PROBLEM REQUIREMENTS:
Could you turn the lines below into a numbered list, leaving out any blank lines?
•••
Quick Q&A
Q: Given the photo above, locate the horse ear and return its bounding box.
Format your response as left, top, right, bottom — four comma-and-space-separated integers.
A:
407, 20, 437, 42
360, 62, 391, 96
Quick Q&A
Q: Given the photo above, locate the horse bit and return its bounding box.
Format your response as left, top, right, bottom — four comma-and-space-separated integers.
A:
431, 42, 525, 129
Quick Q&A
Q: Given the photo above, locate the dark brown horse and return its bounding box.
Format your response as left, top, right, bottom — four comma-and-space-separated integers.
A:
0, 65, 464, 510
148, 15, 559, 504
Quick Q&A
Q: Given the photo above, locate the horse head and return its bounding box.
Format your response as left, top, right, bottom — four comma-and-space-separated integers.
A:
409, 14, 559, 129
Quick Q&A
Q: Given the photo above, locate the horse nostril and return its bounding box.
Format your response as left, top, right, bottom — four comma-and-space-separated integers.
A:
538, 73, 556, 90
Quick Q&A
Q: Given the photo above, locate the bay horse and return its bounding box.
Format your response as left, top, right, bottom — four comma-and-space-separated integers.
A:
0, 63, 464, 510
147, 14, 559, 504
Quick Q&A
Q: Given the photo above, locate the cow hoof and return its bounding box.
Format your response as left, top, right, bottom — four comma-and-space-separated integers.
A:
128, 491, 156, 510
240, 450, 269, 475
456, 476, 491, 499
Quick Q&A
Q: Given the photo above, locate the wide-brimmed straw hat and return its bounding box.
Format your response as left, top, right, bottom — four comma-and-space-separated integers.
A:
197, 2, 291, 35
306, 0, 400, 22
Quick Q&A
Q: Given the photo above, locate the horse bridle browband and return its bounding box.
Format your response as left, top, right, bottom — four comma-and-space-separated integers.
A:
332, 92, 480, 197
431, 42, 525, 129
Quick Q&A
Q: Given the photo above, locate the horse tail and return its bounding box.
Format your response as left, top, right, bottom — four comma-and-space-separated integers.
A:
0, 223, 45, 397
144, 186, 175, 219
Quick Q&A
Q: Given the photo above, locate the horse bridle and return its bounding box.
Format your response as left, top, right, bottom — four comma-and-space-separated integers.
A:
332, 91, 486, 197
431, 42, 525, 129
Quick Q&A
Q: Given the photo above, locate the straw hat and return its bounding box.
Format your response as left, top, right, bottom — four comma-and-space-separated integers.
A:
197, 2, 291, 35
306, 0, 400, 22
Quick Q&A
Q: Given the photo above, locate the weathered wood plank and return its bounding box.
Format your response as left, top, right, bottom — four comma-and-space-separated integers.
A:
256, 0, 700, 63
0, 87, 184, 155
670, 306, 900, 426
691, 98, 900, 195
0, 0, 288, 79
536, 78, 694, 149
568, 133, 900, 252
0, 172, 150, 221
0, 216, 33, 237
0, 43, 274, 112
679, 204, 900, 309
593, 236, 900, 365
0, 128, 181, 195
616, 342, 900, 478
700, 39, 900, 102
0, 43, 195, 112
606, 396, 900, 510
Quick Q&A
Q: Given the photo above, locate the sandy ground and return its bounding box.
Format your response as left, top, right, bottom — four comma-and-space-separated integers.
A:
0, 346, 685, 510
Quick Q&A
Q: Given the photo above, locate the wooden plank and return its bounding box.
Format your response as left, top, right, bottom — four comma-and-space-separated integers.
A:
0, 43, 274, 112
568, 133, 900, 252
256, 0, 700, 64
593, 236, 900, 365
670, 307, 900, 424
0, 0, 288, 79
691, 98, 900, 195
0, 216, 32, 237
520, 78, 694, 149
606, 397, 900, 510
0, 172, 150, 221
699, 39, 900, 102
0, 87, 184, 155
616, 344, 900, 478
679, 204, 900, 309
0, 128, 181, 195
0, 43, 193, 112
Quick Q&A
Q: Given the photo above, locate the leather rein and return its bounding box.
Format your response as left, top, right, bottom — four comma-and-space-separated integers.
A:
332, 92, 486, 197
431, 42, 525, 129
•••
RESPONSE FOR THIS EXERCISE:
1. Quick Q&A
2. Q: Given the photo above, locate the horse ear and return its bounding box.
3. Format your response as left, top, right, bottom — four comma-and-space-separated integers.
4. A:
5. 407, 20, 437, 42
6. 360, 62, 391, 96
7. Quick Q&A
8. Q: Given the photo above, locate the horse bit and return its bounding box.
9. Format your response as left, top, right, bottom — four comma-and-space-separated integers.
10. A:
11. 431, 42, 525, 129
12. Quick Q&A
13. Q: Given the photo above, locate the dark brown horse and return its bounding box.
14. Format your response as left, top, right, bottom — four comma-and-space-separated integers.
15. A:
16. 0, 65, 464, 510
17. 148, 15, 559, 504
18. Quick Q&A
19. Q: Given the photo above, locate the horse head and return its bounding box.
20. Format your response as left, top, right, bottom — four comma-and-space-separated integers.
21. A:
22. 409, 14, 559, 129
23. Quick Q&A
24. Q: Given the photo above, locate the horse nostril and return its bounding box.
25. Format your response as left, top, right, bottom — four comma-and-space-separated integers.
26. A:
27. 538, 73, 556, 90
28. Quick Q&A
29. Q: Given the photo above, locate the bay horse and return its bounding box.
30. Format your response as left, top, right, bottom — four comma-and-space-separated integers.
31. A:
32. 0, 63, 464, 510
33. 147, 14, 559, 504
34. Quick Q&A
35. Q: Given the photo above, locate the cow hoof and return its bounding box.
36. Format your response as left, top, right, bottom — four comma-and-space-separated integers.
37. A:
38. 128, 491, 156, 510
39. 240, 450, 269, 475
40. 456, 476, 491, 499
41. Quick Q&A
42. Q: Given the photo above, locate the wide-brimmed straw hat and return its bounding box.
43. Format your response as left, top, right, bottom — four comma-and-space-separated integers.
44. A:
45. 197, 2, 291, 35
46. 306, 0, 400, 22
47. Quick Q&A
48. Q: Given the photo above, locate the horse bridle browband and return its bounding box.
49. Format your response as left, top, right, bottom — four comma-and-space-separated integers.
50. A:
51. 332, 92, 480, 197
52. 431, 42, 525, 129
53. Quick Q&A
54. Q: Given the photo above, locate the horse tail and return its bounding box.
55. Format your response as left, top, right, bottom — four comma-and-space-separated integers.
56. A:
57. 0, 223, 45, 397
58. 144, 186, 175, 219
59. Quick Q&A
60. Q: Given the photo above, locate the horse bridle and return its bounding box.
61. Format your response as left, top, right, bottom — four comma-and-space-separated integers.
62. A:
63. 332, 91, 486, 197
64. 431, 42, 525, 129
65. Quick Q&A
66. Q: Given the photo above, locate the straw hat and return its bounding box.
67. Format your response as left, top, right, bottom — four comma-and-space-separated integers.
68. A:
69. 197, 2, 291, 35
70. 306, 0, 400, 22
71. Quick Q&A
72. Q: Given the photo above, locate the weathered wood plank and return its bounding box.
73. Format your response as left, top, right, bottom — four comma-and-space-separated integers.
74. A:
75. 256, 0, 700, 63
76. 0, 87, 184, 155
77. 670, 306, 900, 426
78. 691, 98, 900, 195
79. 0, 0, 288, 79
80. 536, 78, 694, 149
81. 568, 133, 900, 252
82. 0, 172, 150, 221
83. 0, 216, 33, 237
84. 0, 43, 274, 112
85. 679, 204, 900, 309
86. 593, 236, 900, 365
87. 0, 128, 181, 195
88. 616, 342, 900, 478
89. 700, 39, 900, 102
90. 0, 43, 195, 112
91. 606, 396, 900, 510
92. Quick Q&A
93. Q: Given the photo above, locate the sandy ground and return its bounding box.
94. Format your response as left, top, right, bottom — four comma-and-space-separated integers.
95. A:
96. 0, 346, 685, 510
97. Quick Q&A
98. Q: Given the photo above, locate the wooden plank and return its bounding box.
99. Format your response as left, top, right, bottom — four comma-and-space-separated integers.
100. A:
101. 0, 43, 274, 112
102. 568, 133, 900, 252
103. 256, 0, 700, 64
104. 593, 236, 900, 365
105. 670, 307, 900, 424
106. 0, 0, 288, 79
107. 691, 98, 900, 195
108. 0, 216, 32, 237
109. 520, 78, 694, 149
110. 606, 397, 900, 510
111. 0, 172, 150, 221
112. 699, 39, 900, 102
113. 0, 87, 184, 155
114. 616, 344, 900, 478
115. 679, 204, 900, 309
116. 0, 128, 181, 195
117. 0, 43, 193, 112
118. Quick Q&A
119. Q: Given the photo above, locate the leather rein and return its bounding box.
120. Format your response as left, top, right, bottom — four comma-and-space-separated integers.
121. A:
122. 332, 92, 486, 197
123. 431, 42, 525, 129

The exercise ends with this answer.